§ **TASK GOAL**
The records below are to be returned word for word, with pictures left out.

§ **SUPPLIED RECORDS**
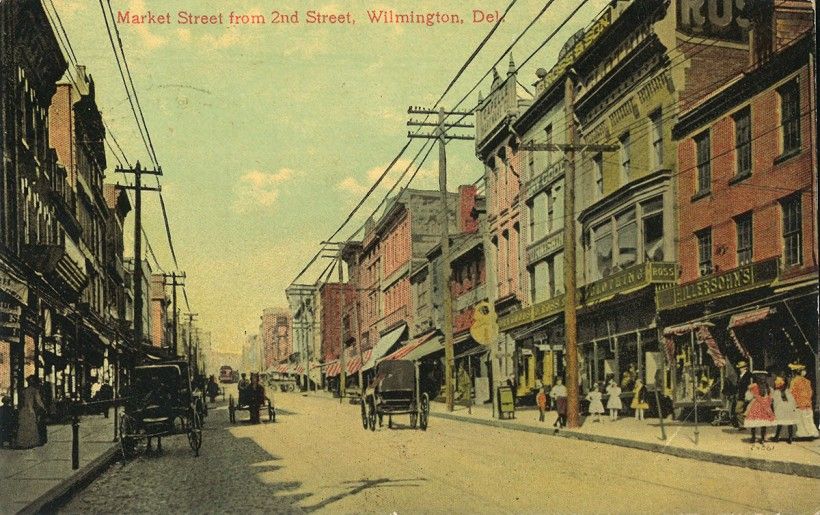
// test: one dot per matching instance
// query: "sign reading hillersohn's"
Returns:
(733, 281)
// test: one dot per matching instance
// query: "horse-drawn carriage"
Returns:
(395, 390)
(160, 402)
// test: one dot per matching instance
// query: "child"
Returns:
(596, 407)
(639, 400)
(759, 412)
(541, 400)
(613, 404)
(785, 409)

§ **TASK RESULT**
// test: one dot per matching instance
// query: "sign reading hillersohn's"
Returns:
(733, 281)
// test: one dot per matching instance
// query: "horse-drawn carriage"
Returns:
(395, 390)
(160, 402)
// test: one dot per matching instance
// query: "child"
Returns:
(596, 407)
(639, 400)
(759, 412)
(541, 400)
(613, 404)
(785, 409)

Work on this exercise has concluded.